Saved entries

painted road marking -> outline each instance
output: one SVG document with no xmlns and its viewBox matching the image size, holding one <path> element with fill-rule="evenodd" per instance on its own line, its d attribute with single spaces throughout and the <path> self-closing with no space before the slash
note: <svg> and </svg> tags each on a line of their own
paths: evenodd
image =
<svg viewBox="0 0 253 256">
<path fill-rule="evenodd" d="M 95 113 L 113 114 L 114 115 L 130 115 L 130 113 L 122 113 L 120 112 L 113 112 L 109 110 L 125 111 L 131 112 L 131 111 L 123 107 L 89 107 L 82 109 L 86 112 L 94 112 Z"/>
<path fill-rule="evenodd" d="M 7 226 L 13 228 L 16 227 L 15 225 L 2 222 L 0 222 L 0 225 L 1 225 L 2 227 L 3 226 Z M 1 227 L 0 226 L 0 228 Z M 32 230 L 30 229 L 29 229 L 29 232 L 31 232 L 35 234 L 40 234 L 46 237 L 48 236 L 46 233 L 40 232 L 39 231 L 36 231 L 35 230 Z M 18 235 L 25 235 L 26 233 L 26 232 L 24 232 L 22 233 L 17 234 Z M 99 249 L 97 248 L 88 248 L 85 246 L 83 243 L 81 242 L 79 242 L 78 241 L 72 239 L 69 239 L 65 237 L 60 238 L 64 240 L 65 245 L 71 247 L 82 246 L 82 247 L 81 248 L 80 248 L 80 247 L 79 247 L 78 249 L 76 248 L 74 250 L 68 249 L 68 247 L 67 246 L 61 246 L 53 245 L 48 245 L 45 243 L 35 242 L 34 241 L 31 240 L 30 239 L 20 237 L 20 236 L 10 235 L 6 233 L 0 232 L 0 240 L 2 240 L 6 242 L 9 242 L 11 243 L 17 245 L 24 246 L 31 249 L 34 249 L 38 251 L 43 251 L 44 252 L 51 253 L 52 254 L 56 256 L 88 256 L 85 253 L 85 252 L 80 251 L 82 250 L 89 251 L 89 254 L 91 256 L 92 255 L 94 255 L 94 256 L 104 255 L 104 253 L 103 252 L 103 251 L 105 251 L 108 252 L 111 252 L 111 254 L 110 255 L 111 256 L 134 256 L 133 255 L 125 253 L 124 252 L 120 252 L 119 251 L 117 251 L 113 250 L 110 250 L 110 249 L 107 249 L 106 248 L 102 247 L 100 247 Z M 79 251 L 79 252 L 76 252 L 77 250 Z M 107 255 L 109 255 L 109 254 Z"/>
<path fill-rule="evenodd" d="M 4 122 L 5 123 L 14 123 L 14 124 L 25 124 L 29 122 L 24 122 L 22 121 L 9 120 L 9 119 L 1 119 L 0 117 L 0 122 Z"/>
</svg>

**What to produce:**
Rescale everything from the start of the data down to the line containing "95 113 L 113", both ends included, and give only those lines. Copy them in full, but multiply each viewBox value and path coordinate by 1.05 and round to whole numbers, rounding halves up.

**Answer in full:**
painted road marking -> outline each instance
output: one SVG document with no xmlns and its viewBox matching the image size, holding one <path> element with fill-rule="evenodd" per instance on its own line, its d attribute with single spaces throughout and the <path> self-closing with no space before the slash
note: <svg> and </svg> tags each on a line of their own
paths: evenodd
image =
<svg viewBox="0 0 266 269">
<path fill-rule="evenodd" d="M 100 119 L 119 120 L 120 121 L 137 121 L 137 119 L 128 119 L 126 118 L 119 118 L 114 116 L 131 117 L 138 118 L 138 117 L 129 112 L 93 112 L 86 114 L 90 118 L 99 118 Z"/>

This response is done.